━━ Source material

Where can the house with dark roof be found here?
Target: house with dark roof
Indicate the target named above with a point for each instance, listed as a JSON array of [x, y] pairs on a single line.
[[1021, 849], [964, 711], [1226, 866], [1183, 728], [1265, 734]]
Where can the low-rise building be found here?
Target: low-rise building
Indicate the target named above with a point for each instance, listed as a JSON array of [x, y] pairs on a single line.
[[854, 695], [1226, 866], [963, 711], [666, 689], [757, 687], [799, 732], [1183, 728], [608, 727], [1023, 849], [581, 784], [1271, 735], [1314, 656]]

━━━━

== Task to complete ==
Replace "instance" with "occurrence" everywhere it occurs in the lines above, and reproduce all the lines with nothing else changed.

== Expected answer ==
Where can the house with dark roof be found here?
Target: house with dark roof
Indicate the target named above with a point for each occurrence, listed as a JSON array of [x, y] pairs on a single line.
[[1021, 849], [964, 711], [1226, 866], [1183, 728], [1265, 734]]
Where can the low-rise building be found here?
Target: low-rise building
Indicate the target named above with a point for each occurrence, listed as a JSON array of [x, y] pairs on a single line.
[[854, 695], [1226, 866], [963, 711], [666, 689], [757, 687], [799, 732], [1183, 728], [608, 727], [1023, 849], [581, 784], [1271, 735], [1314, 656]]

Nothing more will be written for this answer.